| Objective |
Extract, verbatim, the lines starting at the one containing "# mark the region of every instance of the house" and ending at the one containing "[[[0,255],[161,255],[161,3],[0,2]]]", including both of those lines.

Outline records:
════════════════════

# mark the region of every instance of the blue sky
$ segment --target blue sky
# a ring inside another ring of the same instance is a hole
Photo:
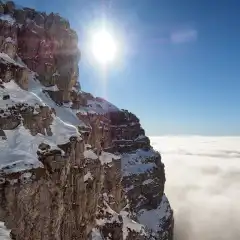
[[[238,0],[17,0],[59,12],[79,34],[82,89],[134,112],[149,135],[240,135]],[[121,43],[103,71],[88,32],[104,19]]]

════════════════════

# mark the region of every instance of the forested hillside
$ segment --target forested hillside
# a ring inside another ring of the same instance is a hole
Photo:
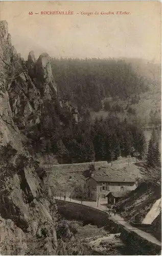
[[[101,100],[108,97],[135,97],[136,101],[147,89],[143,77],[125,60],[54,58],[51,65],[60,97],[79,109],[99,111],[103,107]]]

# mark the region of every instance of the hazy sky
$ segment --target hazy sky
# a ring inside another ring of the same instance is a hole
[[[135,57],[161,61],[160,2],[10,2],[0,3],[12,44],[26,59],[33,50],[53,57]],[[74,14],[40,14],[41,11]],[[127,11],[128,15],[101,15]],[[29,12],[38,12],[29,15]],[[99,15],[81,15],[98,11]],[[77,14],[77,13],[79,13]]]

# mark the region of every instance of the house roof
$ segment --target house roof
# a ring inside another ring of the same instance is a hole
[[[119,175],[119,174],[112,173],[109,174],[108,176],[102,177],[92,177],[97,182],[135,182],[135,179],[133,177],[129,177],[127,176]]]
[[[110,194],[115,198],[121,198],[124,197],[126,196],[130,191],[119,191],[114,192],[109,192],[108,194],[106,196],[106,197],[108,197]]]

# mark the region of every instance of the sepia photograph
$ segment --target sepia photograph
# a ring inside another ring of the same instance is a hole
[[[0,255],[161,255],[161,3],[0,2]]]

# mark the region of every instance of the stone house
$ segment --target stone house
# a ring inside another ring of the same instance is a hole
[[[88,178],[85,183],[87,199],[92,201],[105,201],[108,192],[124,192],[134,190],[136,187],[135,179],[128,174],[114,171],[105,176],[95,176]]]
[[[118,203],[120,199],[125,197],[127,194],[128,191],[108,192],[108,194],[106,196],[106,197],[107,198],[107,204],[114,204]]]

════════════════════

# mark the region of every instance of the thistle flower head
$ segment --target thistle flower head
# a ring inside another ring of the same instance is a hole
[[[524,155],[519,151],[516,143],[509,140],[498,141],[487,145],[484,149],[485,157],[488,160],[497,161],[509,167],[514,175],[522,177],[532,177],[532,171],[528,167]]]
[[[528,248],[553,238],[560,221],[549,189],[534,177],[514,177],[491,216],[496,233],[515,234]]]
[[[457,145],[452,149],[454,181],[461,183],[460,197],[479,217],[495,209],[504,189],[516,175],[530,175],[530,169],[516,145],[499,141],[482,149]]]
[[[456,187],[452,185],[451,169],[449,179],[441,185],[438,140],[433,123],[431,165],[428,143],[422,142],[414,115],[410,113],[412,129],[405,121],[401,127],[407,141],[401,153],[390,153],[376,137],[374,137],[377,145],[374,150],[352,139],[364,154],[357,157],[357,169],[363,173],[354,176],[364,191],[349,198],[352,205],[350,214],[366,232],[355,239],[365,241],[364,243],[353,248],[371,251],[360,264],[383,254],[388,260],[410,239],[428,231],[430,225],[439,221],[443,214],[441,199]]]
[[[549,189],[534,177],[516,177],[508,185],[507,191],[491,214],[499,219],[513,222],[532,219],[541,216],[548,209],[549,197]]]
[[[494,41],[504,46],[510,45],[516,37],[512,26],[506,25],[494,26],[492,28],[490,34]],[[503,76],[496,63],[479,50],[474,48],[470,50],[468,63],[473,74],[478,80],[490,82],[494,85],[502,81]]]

════════════════════

| Answer for this exercise |
# mark the region of every instance of the house roof
$ segment --target house roof
# a ring inside another ring of the same instance is a hole
[[[119,175],[119,174],[112,173],[109,174],[108,176],[102,177],[92,177],[97,182],[135,182],[135,179],[133,177],[129,177],[127,176]]]
[[[110,194],[115,198],[121,198],[124,197],[126,196],[130,191],[119,191],[114,192],[109,192],[108,194],[106,196],[106,197],[108,197]]]

# mark the region of every instance of the sepia photograph
$ segment --target sepia photograph
# a ring inside another ring of the same instance is a hole
[[[0,255],[161,255],[161,3],[0,2]]]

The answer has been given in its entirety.